**TO BE DONE**
In the FreeBSD VirtualBox thread, start at "## D-FENS (Mar 23, 2019)" and stop after "bhyve does it.". Write that stretch out again with "VNC" renamed to "SPICE".

# Install virtualbox on a GUI-less FreeBSD OS ???



## rtsiresy (Mar 22, 2019)

Hello everyone,
is it possible to install virtualbox in a CLI-only FreeBSD system???
if yes, could use some indication, specially *how to switch into respectively installed VMs*???


----------



## D-FENS (Mar 22, 2019)

There is a port for it without X11 dependencies: emulators/virtualbox-ose-nox11


----------



## apacketofsweets (Mar 22, 2019)

If you're looking to use already pre-configured VirtualBox images using VirtualBox CLI then you should be OK, but if you're looking to create and install an OS using the command-line only, keep in mind that it's not a trivial task. It is possible but it involves scripts and pre-empting commands and actions that OS installers and the like will request.


----------



## rtsiresy (Mar 23, 2019)

roccobaroccoSC said:


> There is a port for it without X11 dependencies: emulators/virtualbox-ose-nox11


and how can I switch into the VMs; for ex I start a VM , does the VM monopolize the screen ?? or do I have to switch to the VM console after it starts?


----------



## D-FENS (Mar 23, 2019)

I don't know virtualbox. I have used bhyve and qemu. Usually you can see the screen via the VNC protocol or something similar. When you start the VM you provide a parameter for the VNC, this is how bhyve does it.
If I recall correctly, virtualbox has a console you can call with a command. It was long time ago, I don't remember.


----------



## aragats (Mar 23, 2019)

rtsiresy said:


> how can I switch into the VMs; for ex I start a VM , does the VM monopolize the screen ?


You assign different VNC ports to all your VMs and access them via VNC. VB's console is just a window, it cannot "monopolize" anything, and you don't launch it anyway.
You start your VMs using `vboxheadless` command, and, e.g. you can add the corresponding cron jobs _@reboot_ or use to /etc/rc.local to automate their start in case of power failure or whatever. I used such scheme in a headless server for many years. Now I prefer bhyve().
To me the main advantage of the VB is the possibility to passthrough USB devices, now I don't need it, thus there is no need in VB.


----------



## rtsiresy (Mar 24, 2019)

key thanx


----------



## Ancient (Mar 24, 2019)

I think you could, but you couldn't run it once installation finished.
But you can install Vagrant. It is CLI and its commands are not hard to learn.
I can post the port, but since I use more `pkg ins` than the ports because of the sh**** error 1 or 2, I can't compile the port. Well, I can in some ports. In others not.


----------

**INFORMATION SUPPLIED**
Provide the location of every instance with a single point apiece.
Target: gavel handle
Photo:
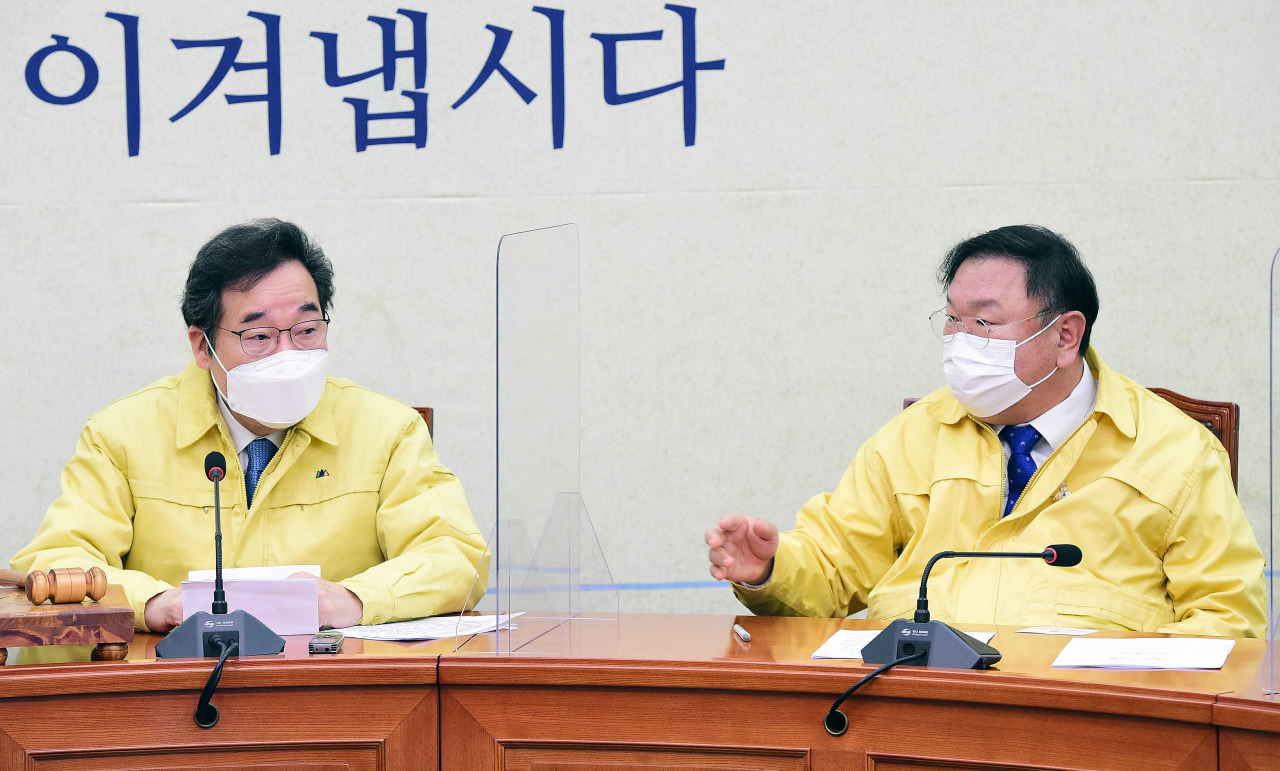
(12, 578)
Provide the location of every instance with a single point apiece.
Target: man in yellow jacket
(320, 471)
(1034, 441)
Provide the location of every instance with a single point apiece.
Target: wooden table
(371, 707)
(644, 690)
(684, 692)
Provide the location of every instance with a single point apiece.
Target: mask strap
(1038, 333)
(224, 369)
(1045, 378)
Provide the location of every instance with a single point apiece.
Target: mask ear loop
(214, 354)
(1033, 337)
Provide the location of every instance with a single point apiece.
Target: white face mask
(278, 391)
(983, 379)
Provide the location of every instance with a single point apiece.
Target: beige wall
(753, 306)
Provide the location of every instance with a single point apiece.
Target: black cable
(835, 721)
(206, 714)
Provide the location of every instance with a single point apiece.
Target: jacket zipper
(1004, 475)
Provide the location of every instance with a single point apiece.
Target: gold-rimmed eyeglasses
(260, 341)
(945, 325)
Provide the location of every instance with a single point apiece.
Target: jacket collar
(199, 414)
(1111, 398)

**RESULT OF THIS EXERCISE**
## D-FENS (Mar 23, 2019)

I don't know virtualbox. I have used bhyve and qemu. Usually you can see the screen via the SPICE protocol or something similar. When you start the VM you provide a parameter for the SPICE, this is how bhyve does it.